(Collected data entries)
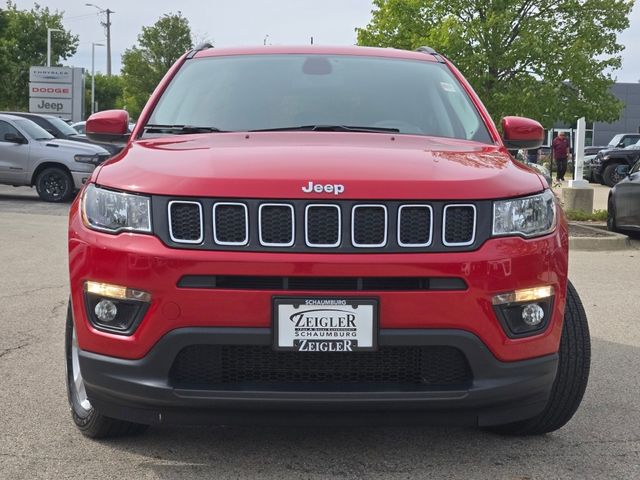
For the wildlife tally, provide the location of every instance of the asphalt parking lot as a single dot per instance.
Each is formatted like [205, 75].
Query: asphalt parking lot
[38, 440]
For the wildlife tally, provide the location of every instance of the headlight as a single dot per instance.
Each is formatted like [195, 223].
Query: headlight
[113, 212]
[527, 216]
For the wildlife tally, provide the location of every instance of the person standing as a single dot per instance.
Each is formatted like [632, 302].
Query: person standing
[561, 149]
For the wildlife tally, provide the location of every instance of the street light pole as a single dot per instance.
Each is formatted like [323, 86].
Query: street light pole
[107, 26]
[49, 30]
[93, 75]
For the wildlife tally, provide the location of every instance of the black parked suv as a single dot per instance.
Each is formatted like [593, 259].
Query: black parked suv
[621, 140]
[61, 129]
[606, 162]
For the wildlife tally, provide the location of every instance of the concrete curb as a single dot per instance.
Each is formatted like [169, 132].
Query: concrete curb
[612, 241]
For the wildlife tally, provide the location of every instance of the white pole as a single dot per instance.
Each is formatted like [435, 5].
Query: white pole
[93, 75]
[49, 30]
[48, 47]
[93, 78]
[578, 156]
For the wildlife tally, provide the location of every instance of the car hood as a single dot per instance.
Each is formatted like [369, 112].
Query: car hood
[616, 151]
[279, 165]
[72, 145]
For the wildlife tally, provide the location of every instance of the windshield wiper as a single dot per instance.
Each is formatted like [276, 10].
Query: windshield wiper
[178, 129]
[330, 128]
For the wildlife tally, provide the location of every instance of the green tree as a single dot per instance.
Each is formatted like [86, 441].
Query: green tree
[551, 60]
[23, 43]
[143, 66]
[108, 92]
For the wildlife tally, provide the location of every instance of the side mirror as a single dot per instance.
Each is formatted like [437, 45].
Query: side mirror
[109, 126]
[13, 138]
[520, 132]
[622, 170]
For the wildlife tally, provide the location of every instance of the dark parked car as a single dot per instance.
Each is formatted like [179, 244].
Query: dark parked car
[624, 201]
[61, 129]
[620, 140]
[604, 166]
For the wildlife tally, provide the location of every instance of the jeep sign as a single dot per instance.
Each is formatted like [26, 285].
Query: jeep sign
[49, 90]
[58, 106]
[57, 91]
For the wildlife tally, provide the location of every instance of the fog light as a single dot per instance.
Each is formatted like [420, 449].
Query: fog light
[115, 308]
[532, 314]
[106, 311]
[524, 312]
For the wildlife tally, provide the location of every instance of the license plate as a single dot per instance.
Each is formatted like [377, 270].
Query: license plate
[325, 324]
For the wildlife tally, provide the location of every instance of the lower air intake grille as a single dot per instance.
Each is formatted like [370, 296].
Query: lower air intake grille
[218, 367]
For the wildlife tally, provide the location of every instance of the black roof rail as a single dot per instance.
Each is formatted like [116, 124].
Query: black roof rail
[202, 46]
[431, 51]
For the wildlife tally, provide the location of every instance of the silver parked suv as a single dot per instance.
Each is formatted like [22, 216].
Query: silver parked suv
[31, 156]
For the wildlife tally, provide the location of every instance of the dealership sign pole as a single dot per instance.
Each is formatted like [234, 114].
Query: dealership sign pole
[57, 91]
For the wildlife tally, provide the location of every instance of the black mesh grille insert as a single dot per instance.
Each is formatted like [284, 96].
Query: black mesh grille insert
[369, 225]
[323, 225]
[276, 223]
[241, 282]
[231, 223]
[459, 224]
[415, 225]
[260, 367]
[186, 222]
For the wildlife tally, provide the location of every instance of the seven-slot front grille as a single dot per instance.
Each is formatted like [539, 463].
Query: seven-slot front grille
[299, 225]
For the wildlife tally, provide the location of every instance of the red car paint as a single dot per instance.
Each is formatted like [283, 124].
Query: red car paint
[265, 165]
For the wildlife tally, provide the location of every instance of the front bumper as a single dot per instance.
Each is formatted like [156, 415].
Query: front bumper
[140, 390]
[143, 262]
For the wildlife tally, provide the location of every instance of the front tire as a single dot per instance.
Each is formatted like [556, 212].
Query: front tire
[610, 176]
[54, 184]
[571, 380]
[88, 420]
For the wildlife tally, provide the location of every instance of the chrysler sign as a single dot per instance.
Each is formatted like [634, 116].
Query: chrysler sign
[51, 74]
[49, 90]
[57, 91]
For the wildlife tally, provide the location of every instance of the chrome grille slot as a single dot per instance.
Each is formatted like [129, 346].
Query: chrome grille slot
[459, 225]
[369, 226]
[322, 225]
[415, 225]
[185, 222]
[276, 225]
[230, 223]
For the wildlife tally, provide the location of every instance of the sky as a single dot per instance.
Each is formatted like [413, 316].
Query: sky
[248, 22]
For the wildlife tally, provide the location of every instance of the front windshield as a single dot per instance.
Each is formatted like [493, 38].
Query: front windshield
[66, 129]
[261, 92]
[32, 130]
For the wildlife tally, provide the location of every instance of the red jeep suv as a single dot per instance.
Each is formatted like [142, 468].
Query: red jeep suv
[318, 234]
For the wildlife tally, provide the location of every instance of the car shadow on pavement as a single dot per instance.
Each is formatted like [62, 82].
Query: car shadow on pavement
[599, 442]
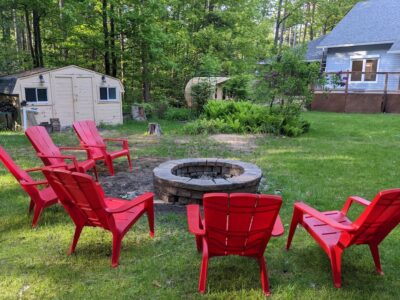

__Task prompt__. The data shown above must be printed again exactly, with no images included.

__Result for this task__.
For the wildlife tally, provide the location of every instance of the asphalt parking lot as a single dot per instance.
Each is formatted like [205, 75].
Query: asphalt parking lot
[38, 440]
For the wildlife tally, provide the location of every instance of the headlight as a single dot per instance.
Each is formatted like [195, 223].
Query: headlight
[113, 212]
[527, 216]
For the wildlife tally, provide the location of every instance of the person standing as a single dot per instance.
Each is formatted like [632, 302].
Query: person standing
[561, 149]
For the wildlife tally, provide the location of every instance of the street light pole as a single dot per instance.
Each is formatted like [323, 86].
Query: street light pole
[107, 26]
[49, 30]
[93, 75]
For the wildlife tally, provide the location of every instance of the black parked suv as a single dot per instance.
Each is formatted like [593, 259].
Query: black parked suv
[621, 140]
[61, 129]
[606, 162]
For the wildlife tally, provide the location of every instance of the concrete curb as a single dot per instance.
Each is formatted like [169, 132].
Query: concrete curb
[612, 241]
For the wildlife tally, provide the location of every instance of the white pole as a single dot per instance.
Each is formatted like [435, 5].
Query: white pole
[93, 75]
[49, 30]
[48, 47]
[93, 78]
[578, 156]
For the wildlife tally, provide the location of every instance of the car hood as a single dot per instance.
Each is formatted like [369, 112].
Query: car hood
[616, 151]
[279, 165]
[72, 145]
For the wildlife tally, provide the location of every instance of the windshield wiper as a single dot per instance.
Each is formatted like [276, 10].
Query: windshield wiper
[178, 129]
[330, 128]
For the wildlife tally, provide the location of every instance of the green tree as a single dot per instance.
Each is formatted like [86, 441].
Query: green tree
[551, 60]
[23, 43]
[143, 66]
[108, 92]
For the wildlife tally, provide the location of every instance of the side mirror as a single dot per instance.
Each is formatted like [437, 45].
Query: side mirror
[109, 126]
[13, 138]
[520, 132]
[622, 170]
For the wildlife tally, provide the location of every instance of the dark parked car as a single dot per instance.
Each is formatted like [179, 244].
Query: dark parked car
[624, 201]
[61, 129]
[620, 140]
[604, 166]
For the wildlife tally, provide the location of every instance of the jeep sign as a single dot per instance.
Each is formatted like [26, 285].
Query: jeep sign
[49, 90]
[58, 106]
[57, 91]
For the wildlife tally, provide the location of every instance of the fog light as a single dot per instance.
Each is formatted like [420, 449].
Query: fog light
[115, 308]
[532, 314]
[106, 311]
[524, 312]
For the wildlife tally, provide the location of every instance of the license plate as a single dot per instance.
Each is formatted like [377, 270].
Query: license plate
[325, 324]
For the wildlife tally, provide the location of every instance of the lower air intake grille as a single dot per instance.
Each is formatted like [370, 296].
Query: lower air intake grille
[218, 367]
For the wildlife tally, provide the location of every instance of the black roof rail as a single dot per instance.
Each is formatted like [116, 124].
Query: black roof rail
[202, 46]
[431, 51]
For the wildlife tally, provide the location of every instance of the silver parked suv as a single dot per instance.
Each is formatted like [22, 216].
Query: silver parked suv
[31, 156]
For the wildlife tally, provide the location of every instance of the dealership sign pole as a single dot per instance.
Each is formatted like [234, 114].
Query: dealership sign pole
[57, 91]
For the wildlife tally, provide the location of every instance of the black mesh grille insert as a single dot per instance.
Each is formatted like [284, 96].
Query: black mesh grille insert
[369, 225]
[323, 225]
[276, 223]
[241, 282]
[231, 223]
[459, 224]
[415, 225]
[260, 367]
[186, 222]
For the wildlife tally, provide the location of every instance of the seven-slot front grille as a single dot per instance.
Each is formatted like [539, 463].
Query: seven-slot front grille
[299, 225]
For the wildlife tally, provide the location of every instance of the red car paint as a single dot per instance.
Each is formatted like [283, 124].
Query: red car paint
[265, 165]
For the wildlife tally, provide the location of every instance of the front bumper as a single dot per instance.
Each is formatted like [156, 415].
Query: front bumper
[140, 390]
[143, 262]
For the wildlife tally, provide the location of every instance of the front tire as a single dot per instance.
Each is formatted like [556, 212].
Query: front tire
[610, 176]
[54, 184]
[571, 380]
[88, 420]
For the wildlife tally, provide the location of every instance of the chrysler sign as a single dot per instance.
Each is formatted like [634, 116].
Query: chrysler sign
[51, 74]
[49, 90]
[57, 91]
For the wildlife tally, provide the location of every instance of the chrome grille slot as a single dot per instance.
Each is formatted like [129, 346].
Query: chrome grille slot
[459, 225]
[369, 226]
[322, 225]
[415, 225]
[185, 222]
[276, 225]
[230, 223]
For the wildlife tally, provide the location of every instance of the sky as a single dot per instance.
Each is formatted like [413, 316].
Query: sky
[248, 22]
For the wildlife tally, provide the location of every instance of the front windshield as a single dot per instance.
Each is formatted like [493, 38].
Query: front windshield
[66, 129]
[261, 92]
[32, 130]
For the wildlife tally, provide the location of every instance of the red jeep suv as a single dot per instance.
Each is formatted like [142, 468].
Query: red jeep suv
[318, 234]
For the wildlife tally, provide the location of every instance of the car shadow on pavement as a single dot per instance.
Each is formatted like [62, 82].
Query: car shadow on pavement
[599, 442]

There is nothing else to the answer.